---- Extracted records
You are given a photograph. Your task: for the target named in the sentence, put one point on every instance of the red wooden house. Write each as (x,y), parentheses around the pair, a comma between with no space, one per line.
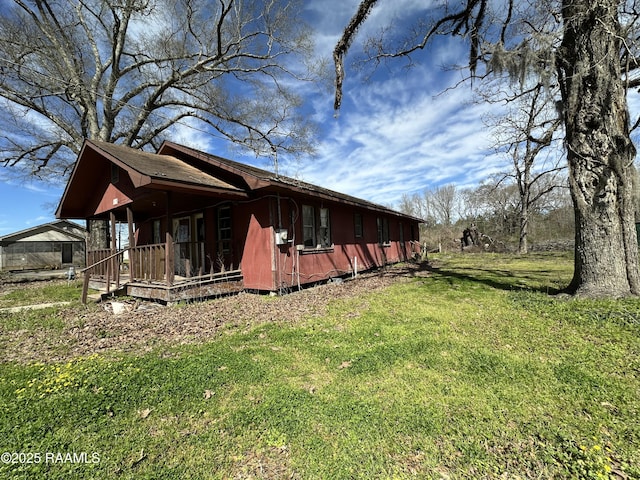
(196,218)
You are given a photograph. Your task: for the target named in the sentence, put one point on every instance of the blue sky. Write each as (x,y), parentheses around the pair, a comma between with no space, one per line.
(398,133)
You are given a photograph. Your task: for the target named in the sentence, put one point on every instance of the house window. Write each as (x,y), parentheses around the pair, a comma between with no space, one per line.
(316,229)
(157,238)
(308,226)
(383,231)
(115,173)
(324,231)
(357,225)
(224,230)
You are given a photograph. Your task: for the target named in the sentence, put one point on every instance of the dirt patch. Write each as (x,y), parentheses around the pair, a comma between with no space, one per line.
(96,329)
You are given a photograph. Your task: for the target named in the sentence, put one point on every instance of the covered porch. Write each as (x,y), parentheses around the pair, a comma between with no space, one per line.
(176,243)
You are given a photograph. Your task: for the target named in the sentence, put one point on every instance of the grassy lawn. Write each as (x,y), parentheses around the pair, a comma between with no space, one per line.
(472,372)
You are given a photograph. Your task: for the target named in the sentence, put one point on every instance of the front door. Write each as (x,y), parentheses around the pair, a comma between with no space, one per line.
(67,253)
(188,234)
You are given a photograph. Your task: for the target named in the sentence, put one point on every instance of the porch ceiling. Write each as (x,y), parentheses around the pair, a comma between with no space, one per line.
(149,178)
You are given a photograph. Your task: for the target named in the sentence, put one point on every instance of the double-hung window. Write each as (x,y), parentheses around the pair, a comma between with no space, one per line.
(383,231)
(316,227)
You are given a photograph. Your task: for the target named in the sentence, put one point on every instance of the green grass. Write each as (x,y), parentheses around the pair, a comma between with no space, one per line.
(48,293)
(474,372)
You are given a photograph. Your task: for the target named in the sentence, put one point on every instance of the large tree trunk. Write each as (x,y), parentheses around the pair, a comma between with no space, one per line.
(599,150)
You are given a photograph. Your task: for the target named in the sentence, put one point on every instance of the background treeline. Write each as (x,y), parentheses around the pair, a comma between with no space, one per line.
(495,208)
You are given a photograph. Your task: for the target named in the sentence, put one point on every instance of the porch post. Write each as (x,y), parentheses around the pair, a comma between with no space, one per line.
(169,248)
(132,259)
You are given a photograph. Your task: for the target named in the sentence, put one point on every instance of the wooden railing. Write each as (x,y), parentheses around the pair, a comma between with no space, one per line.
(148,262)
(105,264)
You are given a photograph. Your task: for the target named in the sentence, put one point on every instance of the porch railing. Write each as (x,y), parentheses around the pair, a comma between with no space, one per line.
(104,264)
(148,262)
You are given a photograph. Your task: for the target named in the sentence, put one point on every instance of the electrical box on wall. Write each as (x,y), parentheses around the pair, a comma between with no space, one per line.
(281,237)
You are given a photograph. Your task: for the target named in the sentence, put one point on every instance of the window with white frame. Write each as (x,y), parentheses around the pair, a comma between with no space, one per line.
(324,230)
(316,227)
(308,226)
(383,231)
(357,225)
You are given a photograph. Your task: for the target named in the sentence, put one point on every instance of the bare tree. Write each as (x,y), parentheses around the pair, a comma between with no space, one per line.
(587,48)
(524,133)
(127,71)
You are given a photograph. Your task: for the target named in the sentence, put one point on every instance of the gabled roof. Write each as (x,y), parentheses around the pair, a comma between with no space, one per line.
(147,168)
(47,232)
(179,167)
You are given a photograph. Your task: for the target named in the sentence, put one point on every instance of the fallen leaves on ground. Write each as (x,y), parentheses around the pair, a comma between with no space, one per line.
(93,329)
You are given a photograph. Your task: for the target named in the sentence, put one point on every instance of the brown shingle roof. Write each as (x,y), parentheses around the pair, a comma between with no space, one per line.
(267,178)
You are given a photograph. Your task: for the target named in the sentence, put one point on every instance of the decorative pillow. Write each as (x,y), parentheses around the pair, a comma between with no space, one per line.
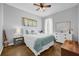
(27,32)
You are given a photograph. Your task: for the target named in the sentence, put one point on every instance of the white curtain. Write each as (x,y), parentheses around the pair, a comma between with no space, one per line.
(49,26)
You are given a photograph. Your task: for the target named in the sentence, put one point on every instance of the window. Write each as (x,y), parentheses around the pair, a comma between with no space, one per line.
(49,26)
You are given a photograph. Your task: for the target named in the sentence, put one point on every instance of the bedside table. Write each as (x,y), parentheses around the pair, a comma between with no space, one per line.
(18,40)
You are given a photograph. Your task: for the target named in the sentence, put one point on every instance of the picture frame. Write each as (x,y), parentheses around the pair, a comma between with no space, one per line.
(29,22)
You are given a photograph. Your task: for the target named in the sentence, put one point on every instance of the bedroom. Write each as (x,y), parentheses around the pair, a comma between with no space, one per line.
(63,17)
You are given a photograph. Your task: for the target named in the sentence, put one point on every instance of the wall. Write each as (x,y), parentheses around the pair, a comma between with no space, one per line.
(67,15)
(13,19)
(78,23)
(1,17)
--------
Written request:
Quote the records above exactly, leaving out any pictures.

Exercise response:
You are given a photograph. Your task: for the target named in the sentence, put one point on every instance of the red wooden house. Write each as (x,y), parentheses around the pair, a comma between with no space, one per line.
(196,218)
You are given a photograph. Your task: for the target named in the sentence, put one point on every instance of the blue sky. Write each as (x,y), parentheses around the pair, a comma between with no space, one per line.
(398,133)
You are given a photograph. Your task: for the target named in the sentence, put one point on every instance of the house window. Write each as (x,y), parentheses around the pair, a comma between with no space, one per line.
(316,229)
(157,238)
(308,226)
(383,231)
(115,173)
(324,231)
(357,225)
(224,230)
You are given a photograph. Your task: for the target named in the sentence, put one point on every instance of the dirt patch. Write each as (x,y), parentheses around the pair, a comma between with no space, one per line.
(96,329)
You are given a photograph. Your task: for the target named in the sentence, put one point on every instance of the covered porch. Write each as (x,y), parentheses around the pair, a comma between with no space, one per line.
(176,243)
You are given a photograph. Your task: for the target named in the sentence, put one point on every instance of the grassy lawn. Write each as (x,y), parentheses around the pair, a comma between with no space, one per line.
(472,372)
You are given a photograph. Your task: for the target named in the sentence, put one point on every instance of the front door. Write each as (x,y), parentheses around the pair, a comma between with no space, one per line.
(67,253)
(188,234)
You are given a photograph. Your task: for the target named in the sentence, put one point on every instance of the porch ceiling. Write each as (x,y), parentheses around the pair, a comma between with no space, one per line.
(149,178)
You are given a photograph. Your task: for the target named in the sentence, put one point on every instance of the double-hung window. Write each as (x,y), parentheses around the pair, a comma between with no space, one per line.
(383,231)
(316,227)
You are given a photograph. Your task: for the target named in the sentence, put one point on every instance of the green grass. Write each as (x,y), parentheses around the pair, a comma between with no space, one per line.
(48,293)
(474,372)
You are given a photograph. Your task: for the target named in the sentence, put one point on every instance of the large tree trunk. Write each as (x,y), parentheses around the pair, a comma between with no space, one per line.
(599,150)
You are given a photograph. Your task: for the target named in the sentence, put one point on every instance of the background treeline. Write each as (x,y), parentheses around the pair, a comma between with no space, one per line.
(495,208)
You are given a photograph. Your task: for the target named in the sentence, put one point on every instance of the porch post. Write each as (x,y), parentheses around the pair, a comma between with no space, one per line.
(169,248)
(132,259)
You are given a photograph. Your task: for the target named in the sentence, put one point on every instance of the wooden railing. Write each as (x,y), parentheses around the pair, a comma between with no space, one per line.
(148,262)
(105,264)
You are given a photograph. Your task: for the target named in the sentence, put one point on every instance of the porch railing. Write each as (x,y), parentheses around the pair, a comma between with no space, one per line.
(104,264)
(148,262)
You are given a photograph. Your task: for the target named in the sentence, put one point on every instance of the electrical box on wall. Write each as (x,y), parentheses around the pair, a comma between with no space, one per line.
(281,237)
You are given a photograph. Your task: for the target named in the sentence, put one point on every instance of the window with white frame. Write each as (x,y), parentheses around the pair, a comma between with no space, one per line.
(324,230)
(316,227)
(308,226)
(383,231)
(357,225)
You are given a photograph. Your task: for the target named in the sentence, put one point on every instance of the bare tree. Write each as (x,y), parentheses around the pair, a comma between with no space, one per line.
(587,48)
(524,133)
(127,71)
You are given a photograph. Your task: for the target named in the sentence, put one point on every instance of the gabled roof. Write each as (x,y), parentheses around the pair, a comma between with no space, one per line.
(147,168)
(47,232)
(179,167)
You are given a photograph. Your task: for the target named in the sentence, put one point on every instance of the fallen leaves on ground. Write each as (x,y), parentheses around the pair, a comma between with no space, one per line.
(93,329)
You are given a photograph. Your task: for the target named in the sentence, put one point on every instance of the brown shingle roof. Write each as (x,y), parentheses around the pair, a comma between with no space, one per line.
(267,178)
You are given a photograph. Your task: for the target named in the sentence, put one point on every instance of the decorative pillow. Write each as (x,y), parentheses around the pair, a comma between with no space, one per line.
(27,32)
You are given a photograph. Your task: for the target named in the sentence, put one point on every instance of the white curtain. Write each as (x,y), parentheses around the pair, a comma between with no space, one per line.
(49,26)
You are given a photograph. Your task: for the target named in the sentence, put one point on every instance of the window. Write each as (x,y), parentheses around the pair, a comma between with no space, one per line.
(49,26)
You are given a photograph. Your task: for the target named in the sentence, put one point on every instance of the bedside table. Write each as (x,y), parentheses around the pair, a comma between with no space, one per line.
(18,40)
You are given a photograph. Your task: for the target named in the sentence, put one point on every instance of the picture frame. Write each as (x,y), parentheses around the pair, a comma between with no space, one per line.
(29,22)
You are given a photograph. Your task: for the target named in the sentence, put one point on every instance of the bedroom. Write each as (x,y), parentheses around the pair, a comma between with no space, one per line.
(63,17)
You are given a photograph. Your task: for the target named in the sentence, put one point on every instance of the wall. Write each as (x,y), parentheses around the pair, a comma between with no space, one per line.
(67,15)
(13,19)
(78,23)
(1,17)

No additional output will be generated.